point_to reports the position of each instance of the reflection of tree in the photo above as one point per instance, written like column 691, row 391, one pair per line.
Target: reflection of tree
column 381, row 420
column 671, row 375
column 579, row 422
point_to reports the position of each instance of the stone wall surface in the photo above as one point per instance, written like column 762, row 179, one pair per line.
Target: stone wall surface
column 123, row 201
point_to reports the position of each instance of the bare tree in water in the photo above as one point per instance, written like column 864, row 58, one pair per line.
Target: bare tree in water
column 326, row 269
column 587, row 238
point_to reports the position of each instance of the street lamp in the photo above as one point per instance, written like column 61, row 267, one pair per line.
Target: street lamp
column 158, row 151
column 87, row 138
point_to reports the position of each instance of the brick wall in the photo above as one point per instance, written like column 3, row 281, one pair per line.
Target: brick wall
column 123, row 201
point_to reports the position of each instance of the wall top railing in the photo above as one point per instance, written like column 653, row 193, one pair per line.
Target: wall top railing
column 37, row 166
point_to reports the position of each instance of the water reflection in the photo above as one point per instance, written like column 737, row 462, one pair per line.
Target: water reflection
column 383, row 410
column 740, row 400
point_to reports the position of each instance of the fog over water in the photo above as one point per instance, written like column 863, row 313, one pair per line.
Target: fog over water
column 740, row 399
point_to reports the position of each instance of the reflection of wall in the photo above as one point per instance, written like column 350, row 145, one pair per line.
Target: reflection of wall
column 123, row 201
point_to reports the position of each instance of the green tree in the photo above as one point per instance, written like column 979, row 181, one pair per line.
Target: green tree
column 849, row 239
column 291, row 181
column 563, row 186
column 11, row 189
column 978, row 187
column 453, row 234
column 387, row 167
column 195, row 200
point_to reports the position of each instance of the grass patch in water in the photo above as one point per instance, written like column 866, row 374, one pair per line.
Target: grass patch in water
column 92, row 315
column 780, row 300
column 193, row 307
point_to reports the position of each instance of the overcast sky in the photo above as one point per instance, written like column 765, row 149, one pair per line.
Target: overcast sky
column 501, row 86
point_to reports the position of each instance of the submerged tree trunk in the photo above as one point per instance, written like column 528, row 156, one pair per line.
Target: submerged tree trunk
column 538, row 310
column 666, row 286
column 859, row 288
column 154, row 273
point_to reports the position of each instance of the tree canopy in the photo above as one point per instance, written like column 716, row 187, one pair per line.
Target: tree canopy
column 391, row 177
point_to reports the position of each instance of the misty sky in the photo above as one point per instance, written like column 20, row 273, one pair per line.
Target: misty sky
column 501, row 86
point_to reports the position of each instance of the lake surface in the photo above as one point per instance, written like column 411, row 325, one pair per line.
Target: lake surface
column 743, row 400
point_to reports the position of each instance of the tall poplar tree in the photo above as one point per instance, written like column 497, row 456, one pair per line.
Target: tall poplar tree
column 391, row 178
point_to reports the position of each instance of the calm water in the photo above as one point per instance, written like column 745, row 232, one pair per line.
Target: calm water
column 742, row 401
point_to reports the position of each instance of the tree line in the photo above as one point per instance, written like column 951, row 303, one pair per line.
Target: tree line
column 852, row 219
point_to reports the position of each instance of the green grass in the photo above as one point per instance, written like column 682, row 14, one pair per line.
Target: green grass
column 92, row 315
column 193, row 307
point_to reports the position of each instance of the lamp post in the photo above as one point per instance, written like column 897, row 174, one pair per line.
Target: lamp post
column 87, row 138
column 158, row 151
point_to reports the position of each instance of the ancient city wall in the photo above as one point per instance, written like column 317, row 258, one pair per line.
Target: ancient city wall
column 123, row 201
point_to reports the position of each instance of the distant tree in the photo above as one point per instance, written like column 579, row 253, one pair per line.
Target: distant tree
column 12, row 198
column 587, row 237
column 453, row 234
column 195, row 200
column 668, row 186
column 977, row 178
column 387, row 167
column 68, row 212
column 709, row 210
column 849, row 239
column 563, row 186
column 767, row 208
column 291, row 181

* * *

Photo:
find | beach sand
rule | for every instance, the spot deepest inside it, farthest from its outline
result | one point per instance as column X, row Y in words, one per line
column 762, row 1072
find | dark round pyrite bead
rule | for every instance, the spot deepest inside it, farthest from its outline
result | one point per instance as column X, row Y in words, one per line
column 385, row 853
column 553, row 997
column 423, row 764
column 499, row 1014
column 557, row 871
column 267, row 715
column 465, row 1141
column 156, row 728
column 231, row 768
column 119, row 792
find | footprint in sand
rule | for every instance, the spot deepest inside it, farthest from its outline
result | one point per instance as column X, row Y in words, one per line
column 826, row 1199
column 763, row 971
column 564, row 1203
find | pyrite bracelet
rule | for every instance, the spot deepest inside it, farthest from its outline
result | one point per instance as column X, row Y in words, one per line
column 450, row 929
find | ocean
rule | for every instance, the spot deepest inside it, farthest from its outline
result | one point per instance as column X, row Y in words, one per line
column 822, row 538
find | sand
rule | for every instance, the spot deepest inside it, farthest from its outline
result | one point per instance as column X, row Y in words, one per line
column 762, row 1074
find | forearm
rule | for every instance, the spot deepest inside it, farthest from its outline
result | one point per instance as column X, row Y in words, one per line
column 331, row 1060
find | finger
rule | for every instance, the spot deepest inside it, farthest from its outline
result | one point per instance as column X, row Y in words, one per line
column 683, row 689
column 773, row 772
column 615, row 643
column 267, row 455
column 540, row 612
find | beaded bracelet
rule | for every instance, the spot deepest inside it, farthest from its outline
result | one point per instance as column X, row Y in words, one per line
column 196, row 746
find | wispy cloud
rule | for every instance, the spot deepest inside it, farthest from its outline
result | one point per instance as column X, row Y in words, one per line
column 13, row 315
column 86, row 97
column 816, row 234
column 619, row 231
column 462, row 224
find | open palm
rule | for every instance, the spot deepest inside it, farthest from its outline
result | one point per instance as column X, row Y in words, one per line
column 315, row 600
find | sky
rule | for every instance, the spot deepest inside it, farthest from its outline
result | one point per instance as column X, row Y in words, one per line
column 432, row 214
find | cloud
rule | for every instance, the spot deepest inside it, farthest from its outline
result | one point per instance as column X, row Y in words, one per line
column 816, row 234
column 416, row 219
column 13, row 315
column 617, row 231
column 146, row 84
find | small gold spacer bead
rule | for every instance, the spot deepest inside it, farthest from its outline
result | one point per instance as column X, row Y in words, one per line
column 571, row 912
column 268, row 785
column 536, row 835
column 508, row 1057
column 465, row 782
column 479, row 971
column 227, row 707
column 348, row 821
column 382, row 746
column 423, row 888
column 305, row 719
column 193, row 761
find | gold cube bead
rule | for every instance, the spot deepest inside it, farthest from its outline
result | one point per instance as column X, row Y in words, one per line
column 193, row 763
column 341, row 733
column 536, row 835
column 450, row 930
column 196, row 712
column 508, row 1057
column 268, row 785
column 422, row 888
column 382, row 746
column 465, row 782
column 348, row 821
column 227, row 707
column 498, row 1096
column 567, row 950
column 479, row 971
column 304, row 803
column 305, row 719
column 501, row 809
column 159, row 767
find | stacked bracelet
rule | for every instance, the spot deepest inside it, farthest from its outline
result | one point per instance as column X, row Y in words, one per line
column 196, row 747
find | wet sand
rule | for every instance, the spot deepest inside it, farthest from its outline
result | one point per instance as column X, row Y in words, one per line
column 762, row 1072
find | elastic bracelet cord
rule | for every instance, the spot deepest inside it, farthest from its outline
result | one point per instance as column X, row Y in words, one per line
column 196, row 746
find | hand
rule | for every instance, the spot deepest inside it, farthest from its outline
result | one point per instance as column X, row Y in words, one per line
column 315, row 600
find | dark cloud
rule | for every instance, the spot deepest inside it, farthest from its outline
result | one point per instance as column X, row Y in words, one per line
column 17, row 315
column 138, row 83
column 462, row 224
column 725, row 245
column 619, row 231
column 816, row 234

...

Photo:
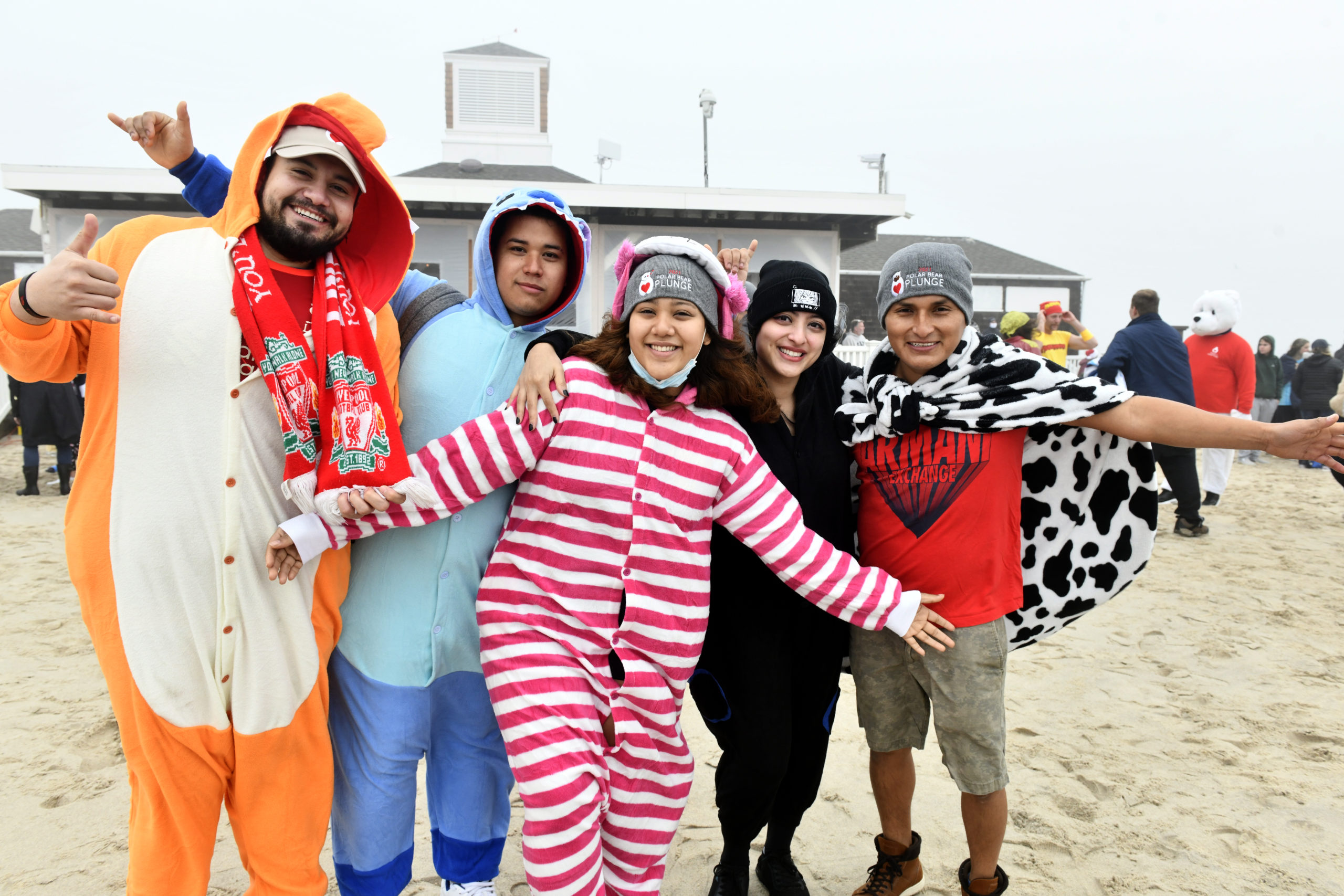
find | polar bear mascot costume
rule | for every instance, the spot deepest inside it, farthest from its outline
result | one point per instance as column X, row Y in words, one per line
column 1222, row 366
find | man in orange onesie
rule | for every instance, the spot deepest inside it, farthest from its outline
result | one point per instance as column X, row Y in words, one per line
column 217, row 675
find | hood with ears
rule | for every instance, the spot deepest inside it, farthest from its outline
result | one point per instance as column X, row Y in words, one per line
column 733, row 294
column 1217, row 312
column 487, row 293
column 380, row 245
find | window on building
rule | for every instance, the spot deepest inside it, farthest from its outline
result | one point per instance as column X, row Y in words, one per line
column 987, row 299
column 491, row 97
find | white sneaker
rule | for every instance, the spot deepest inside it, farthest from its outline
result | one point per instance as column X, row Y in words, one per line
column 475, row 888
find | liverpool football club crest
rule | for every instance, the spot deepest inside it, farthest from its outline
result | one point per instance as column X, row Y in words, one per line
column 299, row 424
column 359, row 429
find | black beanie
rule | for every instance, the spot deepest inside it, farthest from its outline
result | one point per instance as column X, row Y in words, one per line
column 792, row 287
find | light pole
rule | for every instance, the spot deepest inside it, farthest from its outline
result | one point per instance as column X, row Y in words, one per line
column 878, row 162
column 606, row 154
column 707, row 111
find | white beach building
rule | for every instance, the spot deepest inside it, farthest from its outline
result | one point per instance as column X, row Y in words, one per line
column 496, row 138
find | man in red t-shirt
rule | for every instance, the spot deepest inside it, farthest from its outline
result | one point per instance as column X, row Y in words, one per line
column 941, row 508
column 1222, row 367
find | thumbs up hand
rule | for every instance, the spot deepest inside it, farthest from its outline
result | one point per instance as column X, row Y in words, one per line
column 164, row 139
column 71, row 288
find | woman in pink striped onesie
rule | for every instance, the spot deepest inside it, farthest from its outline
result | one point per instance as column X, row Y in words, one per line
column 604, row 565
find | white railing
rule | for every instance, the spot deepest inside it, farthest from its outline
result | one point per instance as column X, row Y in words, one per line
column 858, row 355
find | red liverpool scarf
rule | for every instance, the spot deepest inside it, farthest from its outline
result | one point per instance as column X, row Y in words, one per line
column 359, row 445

**THE EXERCISE**
In the material from the line with "find | cloud" up to and including the line with "column 196, row 747", substitute "charm bracelet" for "stacked bracelet". Reproduce only those lines, leaving everything else in them unchanged.

**WRITTEN SOLUTION**
find | cloud
rule | for every instance, the spot deepest inside it, farthest from its outline
result | one point per instance as column X, row Y in words, one per line
column 816, row 234
column 416, row 219
column 13, row 315
column 617, row 231
column 146, row 84
find | small gold spacer bead
rule | for every instance, the spot deepest inside it, farthest from its outline
result | one point per instance as column X, row Y in words, one per line
column 571, row 912
column 268, row 785
column 536, row 835
column 508, row 1057
column 465, row 782
column 479, row 971
column 227, row 707
column 348, row 821
column 382, row 746
column 423, row 888
column 305, row 719
column 193, row 761
find | gold cube bead
rule | for every instance, the spot deepest inside it, farthest from its outline
result | one point per instance as column X, row Y in words, one per line
column 193, row 763
column 341, row 733
column 536, row 835
column 450, row 930
column 196, row 712
column 508, row 1057
column 268, row 785
column 422, row 888
column 382, row 746
column 465, row 782
column 348, row 821
column 227, row 707
column 498, row 1096
column 567, row 950
column 479, row 971
column 304, row 803
column 305, row 719
column 501, row 809
column 159, row 767
find | charm bracelet
rule | for every instance, the spot deepest inside it, farthest from its outline
result | one point per instance as column X, row Y in words, one per line
column 196, row 747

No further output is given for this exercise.